Problem to work on:
Transcribe, word for word and with nothing extra, the line containing "Challenge: find every instance of distant" and each line that comes after it in the entries.

Data excerpts:
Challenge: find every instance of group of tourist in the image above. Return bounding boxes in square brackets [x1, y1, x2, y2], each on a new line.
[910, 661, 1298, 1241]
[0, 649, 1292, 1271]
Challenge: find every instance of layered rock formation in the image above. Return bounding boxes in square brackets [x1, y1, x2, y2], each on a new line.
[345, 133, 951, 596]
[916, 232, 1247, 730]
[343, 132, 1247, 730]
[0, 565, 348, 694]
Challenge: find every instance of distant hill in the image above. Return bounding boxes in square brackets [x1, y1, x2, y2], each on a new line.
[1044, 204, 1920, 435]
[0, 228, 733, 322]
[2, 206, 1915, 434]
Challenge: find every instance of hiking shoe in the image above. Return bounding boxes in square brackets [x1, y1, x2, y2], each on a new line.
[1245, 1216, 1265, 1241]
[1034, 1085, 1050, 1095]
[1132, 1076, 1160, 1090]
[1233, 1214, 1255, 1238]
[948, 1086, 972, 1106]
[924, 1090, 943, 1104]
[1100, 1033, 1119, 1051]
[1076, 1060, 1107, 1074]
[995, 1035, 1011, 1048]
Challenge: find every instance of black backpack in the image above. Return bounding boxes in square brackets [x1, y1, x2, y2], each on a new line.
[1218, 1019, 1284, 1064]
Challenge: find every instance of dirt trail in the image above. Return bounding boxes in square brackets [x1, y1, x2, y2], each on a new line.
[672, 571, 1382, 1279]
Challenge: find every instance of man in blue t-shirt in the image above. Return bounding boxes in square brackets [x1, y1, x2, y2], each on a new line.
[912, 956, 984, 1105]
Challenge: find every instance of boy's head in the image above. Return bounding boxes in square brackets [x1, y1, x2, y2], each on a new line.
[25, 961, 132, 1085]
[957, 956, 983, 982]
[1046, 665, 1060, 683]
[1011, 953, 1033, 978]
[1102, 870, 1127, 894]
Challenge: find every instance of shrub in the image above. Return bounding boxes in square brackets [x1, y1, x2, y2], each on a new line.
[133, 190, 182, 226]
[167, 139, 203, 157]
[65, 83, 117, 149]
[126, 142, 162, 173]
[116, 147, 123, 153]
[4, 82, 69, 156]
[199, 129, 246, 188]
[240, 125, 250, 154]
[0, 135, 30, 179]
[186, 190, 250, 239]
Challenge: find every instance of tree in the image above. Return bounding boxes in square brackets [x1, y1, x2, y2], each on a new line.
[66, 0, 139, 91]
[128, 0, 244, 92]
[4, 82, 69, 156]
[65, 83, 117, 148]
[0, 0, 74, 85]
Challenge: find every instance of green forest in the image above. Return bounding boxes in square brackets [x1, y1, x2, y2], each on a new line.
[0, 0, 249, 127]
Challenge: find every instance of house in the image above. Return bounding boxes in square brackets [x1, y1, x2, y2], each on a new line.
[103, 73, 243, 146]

Solution to the exercise:
Challenge: find every instance of distant hill in the image above. Return bounding boxes in square brackets [x1, y1, x2, y2], each on a new line.
[1044, 204, 1920, 435]
[0, 228, 733, 322]
[2, 206, 1915, 434]
Challenge: find every instance of hiking shoe in the image above. Return bounding boxes in square brackets [x1, y1, x2, y2], each on a new line.
[1245, 1216, 1265, 1241]
[1034, 1085, 1050, 1095]
[1132, 1076, 1160, 1090]
[1233, 1214, 1255, 1238]
[948, 1086, 972, 1106]
[924, 1090, 943, 1104]
[1100, 1033, 1119, 1051]
[1076, 1060, 1107, 1074]
[995, 1035, 1011, 1048]
Challenge: find every instance of black backpack in the image above. Return bounding boxes in square brackets [x1, y1, x2, y2], each on a new line.
[1218, 1019, 1284, 1064]
Challenge: find every instance of dirt trail in the image above. Return bounding boxes in square brackets [x1, y1, x2, y2], each on a new line.
[672, 571, 1382, 1279]
Challenge: find every instance of man in blue t-shirt in the image above. Return bounding boxes in square brackets [x1, y1, x2, y2], each on a new line.
[912, 956, 984, 1105]
Challenge: find every instance of boy's head in the image above. Return bounding boxes in square brackets [x1, y1, x2, y2], each on a new line.
[25, 961, 132, 1085]
[957, 956, 983, 982]
[1046, 665, 1060, 683]
[1011, 953, 1033, 978]
[1102, 870, 1127, 894]
Challenge: find every instance of shrub in the image above. Return bounding boxes in square brackets [x1, y1, x2, y2], each on a new line.
[133, 190, 182, 226]
[167, 139, 203, 157]
[65, 83, 117, 149]
[126, 142, 162, 173]
[116, 147, 123, 153]
[4, 82, 69, 156]
[199, 129, 246, 188]
[240, 125, 250, 154]
[0, 135, 30, 179]
[186, 190, 250, 239]
Challenge: find every instance of tree in the image above. Return bounding boxes in square brackets [x1, y1, x2, y2], each on a new line.
[66, 0, 139, 91]
[128, 0, 244, 92]
[4, 82, 69, 156]
[65, 83, 117, 148]
[0, 0, 74, 85]
Challenge: find every instance of green forest in the image above. Return bounding boxes in square brackets [x1, y1, x2, y2], each on a new line.
[0, 0, 249, 127]
Challenge: find every instance of house in the image above. Return bounding boxes in square brackets [x1, y1, x2, y2], each on a new line.
[103, 73, 243, 146]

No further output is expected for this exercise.